Render the records from the line containing "Question: Can you identify where the train" through the line containing "[337,0,354,45]", inclusive, as a numbered list, omitting any blank lines.

Dataset records —
** Start **

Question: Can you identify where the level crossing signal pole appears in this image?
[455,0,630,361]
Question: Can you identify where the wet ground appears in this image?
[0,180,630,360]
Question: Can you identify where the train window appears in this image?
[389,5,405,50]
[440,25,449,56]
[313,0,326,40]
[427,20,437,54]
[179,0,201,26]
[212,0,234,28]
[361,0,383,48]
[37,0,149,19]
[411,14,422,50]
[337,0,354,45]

** End **
** Start **

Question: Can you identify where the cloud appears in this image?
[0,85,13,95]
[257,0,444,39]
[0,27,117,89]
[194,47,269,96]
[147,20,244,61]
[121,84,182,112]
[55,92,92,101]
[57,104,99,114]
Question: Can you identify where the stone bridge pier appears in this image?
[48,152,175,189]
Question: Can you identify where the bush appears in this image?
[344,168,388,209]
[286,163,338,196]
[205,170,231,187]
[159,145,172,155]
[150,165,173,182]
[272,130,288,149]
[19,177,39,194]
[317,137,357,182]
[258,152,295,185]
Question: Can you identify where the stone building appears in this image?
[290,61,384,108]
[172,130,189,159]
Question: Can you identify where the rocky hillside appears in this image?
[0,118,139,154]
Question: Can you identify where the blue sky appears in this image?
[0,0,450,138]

** End **

Solution to the exercise —
1. Question: Can you identify where the train window appears in this image?
2. [389,5,405,50]
3. [440,25,449,56]
4. [313,0,326,40]
5. [427,20,437,54]
6. [179,0,201,26]
7. [212,0,234,28]
8. [361,0,383,48]
9. [37,0,149,19]
10. [411,14,422,50]
11. [337,0,354,45]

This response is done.